- **What you need to do**:
1. Print the stretch of the employment agreement from "4. Compensation and" through "5. Equity interest.".
2. According to the employment agreement, how long does its term run?
3. Put this sentence from the employment agreement into Spanish: "Such salaries and benefits will be reviewed annually, and an increase or bonus may be granted in the sole discretion of the Employer's Board of Directors."

- **Extracted text**:
** begin **

1. Employment. The Employer hereby employs the Executive and
the Executive hereby accepts employment upon the terms and conditions
hereinafter set forth.
2. Term. Subject to the provisions for termination as
hereinafter provided, the term of this Agreement shall begin on the date of
execution hereof and continue for a term of five (5) consecutive years.
3. Duties. Executive shall perform such duties and
responsibilities as may be assigned from time to time by the Board of Directors,
as President of the Employer. Executive shall also be responsible for and
perform any duties described on Exhibit "A," attached hereto.
4. Compensation and Benefits. For services rendered by the
Executive under this Agreement, the Executive shall receive a base salary and an
incentive salary, if any, as set forth on Exhibit "B," attached hereto.
Executive shall also receive all benefits including pension, group insurance and
participation plans which the Employer's Board of Directors may adopt from time
to time and make available to Employer's employees generally, and any other
benefits listed on Exhibit "B." Such salaries and benefits will be reviewed
annually, and an increase or bonus may be granted in the sole discretion of the
Employer's Board of Directors.
5. Equity interest.
x. Xxxxx of Equity Interest. For so long as he shall remain
an employee of Employer, Executive is hereby granted an option to
purchase shares equal to seven and sixty-four hundredths percent
(7.64%) of Employer, if such option is exercised prior to the sale of
equity in the Company to X. Xxxxx, or five and three hundredths
percent (5.03%) if exercised after the sale of such equity for $100.00
at any time. Executive agrees to execute the Shareholders' Agreement
of all the Shareholders of Employer. Such interest shall be purchased
equally from all shareholders, and shall be personal to Executive and
may not be assigned or transferred, except that Executive may assign
and/or transfer his interest to his spouse, provided that such spouse
executes the Shareholders' Agreement, and agrees to all the terms and
conditions of this Agreement, including Employer's right of repurchase
of such interest. If at any time Executive becomes eligible to hold
shares in a Sub-S corporation, the shares shall be automatically
transferred to Executive. In addition, Executive's spouse agrees to
execute a restrictive transfer
agreement acceptable to Employer. If at the time Executive exercises
his option to acquire such shares, Executive does not qualify as a
shareholder of an S corporation, Executive shall either take such
steps as may be necessary to so qualify, or cooperate in the formation
of a new entity which has substantially the same tax treatment as an S
corporation.

** end **

- **A block of data**:
** begin **

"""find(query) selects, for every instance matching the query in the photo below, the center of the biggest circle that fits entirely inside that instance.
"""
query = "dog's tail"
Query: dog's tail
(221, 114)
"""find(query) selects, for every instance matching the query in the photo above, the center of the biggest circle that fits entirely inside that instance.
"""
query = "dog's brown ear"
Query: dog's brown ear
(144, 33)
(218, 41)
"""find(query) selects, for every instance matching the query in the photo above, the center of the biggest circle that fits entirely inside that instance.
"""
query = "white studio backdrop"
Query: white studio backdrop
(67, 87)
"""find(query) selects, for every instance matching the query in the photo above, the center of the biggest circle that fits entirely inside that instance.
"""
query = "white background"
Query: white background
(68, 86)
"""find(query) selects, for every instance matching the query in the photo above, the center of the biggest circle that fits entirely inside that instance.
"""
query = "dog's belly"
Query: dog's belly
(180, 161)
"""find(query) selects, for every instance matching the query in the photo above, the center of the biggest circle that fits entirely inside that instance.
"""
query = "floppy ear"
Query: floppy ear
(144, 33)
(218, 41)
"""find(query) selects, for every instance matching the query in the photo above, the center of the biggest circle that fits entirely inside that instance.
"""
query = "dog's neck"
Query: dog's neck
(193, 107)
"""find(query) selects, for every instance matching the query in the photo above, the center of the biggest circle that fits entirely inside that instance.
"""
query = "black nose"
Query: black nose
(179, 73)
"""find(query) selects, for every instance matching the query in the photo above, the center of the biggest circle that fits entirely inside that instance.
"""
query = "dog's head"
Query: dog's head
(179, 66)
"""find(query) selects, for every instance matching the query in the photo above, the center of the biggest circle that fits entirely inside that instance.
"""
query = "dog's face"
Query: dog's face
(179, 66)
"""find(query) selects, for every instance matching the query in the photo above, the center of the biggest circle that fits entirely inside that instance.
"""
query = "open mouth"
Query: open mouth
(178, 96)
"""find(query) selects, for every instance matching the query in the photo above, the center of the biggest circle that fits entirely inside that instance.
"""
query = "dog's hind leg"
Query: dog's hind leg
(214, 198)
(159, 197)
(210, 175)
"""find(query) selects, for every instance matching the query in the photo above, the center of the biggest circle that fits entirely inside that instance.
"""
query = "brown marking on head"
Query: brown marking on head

** end **

- **Correct answers**:
1.
4. Compensation and Benefits. For services rendered by the
Executive under this Agreement, the Executive shall receive a base salary and an
incentive salary, if any, as set forth on Exhibit "B," attached hereto.
Executive shall also receive all benefits including pension, group insurance and
participation plans which the Employer's Board of Directors may adopt from time
to time and make available to Employer's employees generally, and any other
benefits listed on Exhibit "B." Such salaries and benefits will be reviewed
annually, and an increase or bonus may be granted in the sole discretion of the
Employer's Board of Directors.
5. Equity interest.

2. Five consecutive years, beginning on the date of execution.

3. Dichos salarios y beneficios se revisarán anualmente, y podrá concederse un aumento o una bonificación a la sola discreción de la Junta Directiva del Empleador.